■ ASSIGNMENT
Each of the entries should be output exactly, with nothing left out.

■ DATA FOR ANALYSIS

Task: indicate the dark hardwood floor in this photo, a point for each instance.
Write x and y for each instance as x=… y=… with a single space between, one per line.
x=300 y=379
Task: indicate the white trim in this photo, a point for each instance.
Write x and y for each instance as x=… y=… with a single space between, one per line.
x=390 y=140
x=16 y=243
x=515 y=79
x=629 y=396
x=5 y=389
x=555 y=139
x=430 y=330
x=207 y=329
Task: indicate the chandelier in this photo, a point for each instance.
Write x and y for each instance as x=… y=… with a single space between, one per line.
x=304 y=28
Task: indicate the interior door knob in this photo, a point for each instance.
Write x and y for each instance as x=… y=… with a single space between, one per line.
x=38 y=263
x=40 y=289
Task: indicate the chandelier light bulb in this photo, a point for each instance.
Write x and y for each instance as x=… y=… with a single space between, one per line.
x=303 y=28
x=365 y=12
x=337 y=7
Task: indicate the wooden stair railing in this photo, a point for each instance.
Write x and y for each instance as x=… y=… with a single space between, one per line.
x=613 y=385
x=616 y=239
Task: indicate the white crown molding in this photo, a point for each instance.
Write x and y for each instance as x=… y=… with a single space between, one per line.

■ RESPONSE
Task: indicate the dark hardwood floor in this photo, a point for each instance.
Write x and y for each instance as x=… y=… with a single space between, one per line.
x=300 y=379
Task: indicate the white trim in this photo, a point for each instance.
Write x and y for each instance as x=… y=… with a single space between, one per line.
x=390 y=140
x=16 y=243
x=515 y=79
x=629 y=396
x=5 y=389
x=555 y=139
x=430 y=330
x=207 y=329
Task: indicate the chandelier in this photo, a point for each instance.
Write x and y for each instance as x=… y=… with a single space between, one per line.
x=304 y=28
Task: indicate the interior door knob in this photo, a point for each instance.
Write x and y for each instance as x=… y=… with a single space between, one per line.
x=38 y=263
x=40 y=289
Task: indicate the chandelier light bulb in this photo, a point for each instance.
Write x and y for each instance as x=… y=… with a single space between, one per line.
x=303 y=28
x=365 y=12
x=337 y=7
Task: indicate the wooden stair railing in this photo, a point for each instance.
Write x and y for each instance as x=… y=… with a single space between, one per line.
x=613 y=385
x=616 y=239
Task: indicate the white crown molding in this photo, a point for each instance.
Write x and y for each instance as x=… y=… with a single space between, one per line.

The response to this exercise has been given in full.